(Records excerpted from a collection)

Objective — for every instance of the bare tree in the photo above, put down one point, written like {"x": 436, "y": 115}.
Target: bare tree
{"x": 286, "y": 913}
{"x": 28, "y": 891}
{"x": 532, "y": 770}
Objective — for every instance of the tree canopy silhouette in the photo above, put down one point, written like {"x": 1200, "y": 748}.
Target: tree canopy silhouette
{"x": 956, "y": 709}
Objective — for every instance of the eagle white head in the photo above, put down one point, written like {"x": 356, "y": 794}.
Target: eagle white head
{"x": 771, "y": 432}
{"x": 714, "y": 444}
* * *
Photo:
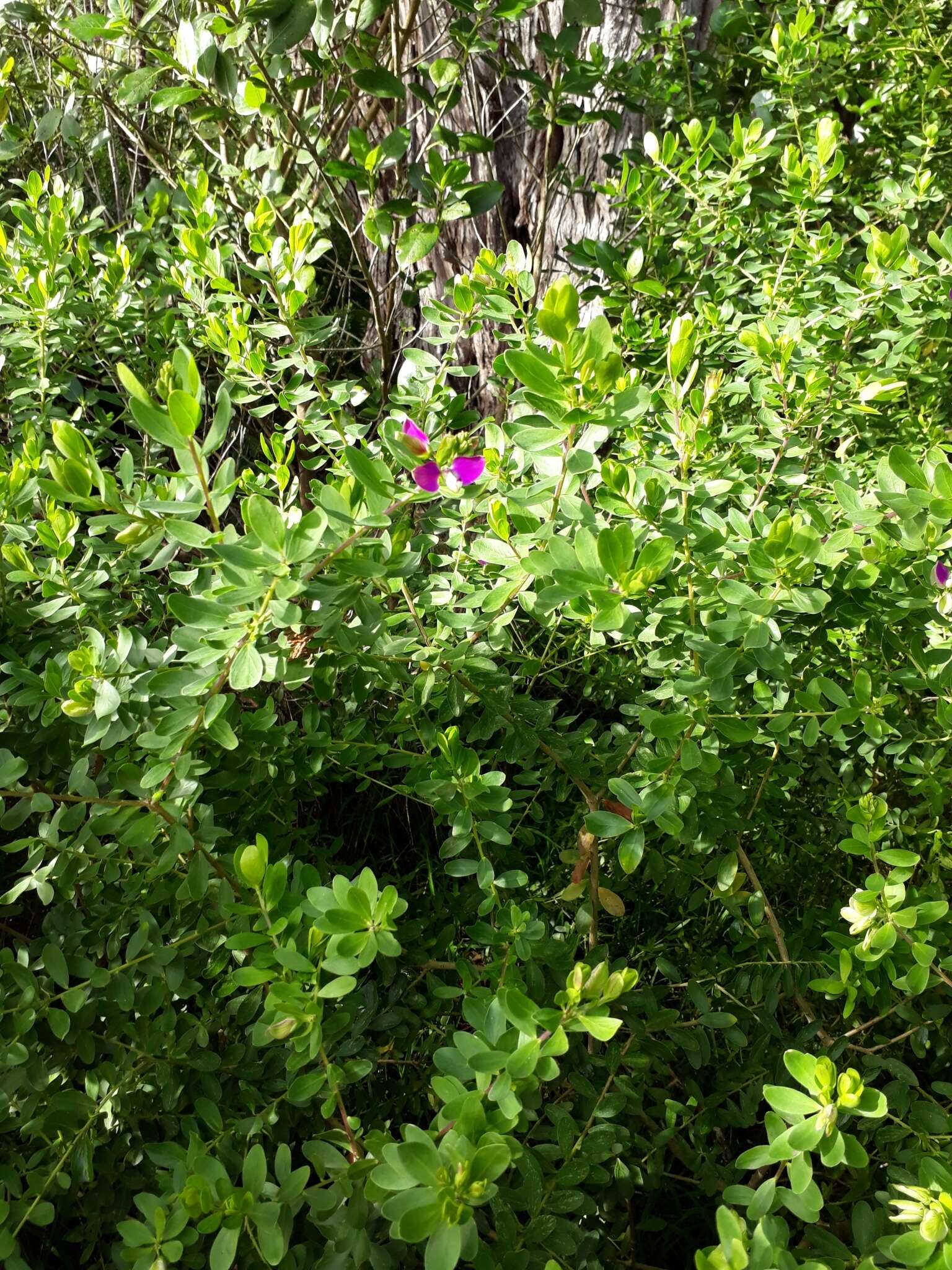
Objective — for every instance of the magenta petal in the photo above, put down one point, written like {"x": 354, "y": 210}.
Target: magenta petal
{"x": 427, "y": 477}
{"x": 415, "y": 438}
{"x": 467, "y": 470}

> **What you will do**: Locate each line in the items above that contains the word "white", with case counting, and copy those lines out.

> **Answer in full**:
Objective — for every instance of the eagle white head in the photo above, put down one point, written like {"x": 356, "y": 794}.
Target: eagle white head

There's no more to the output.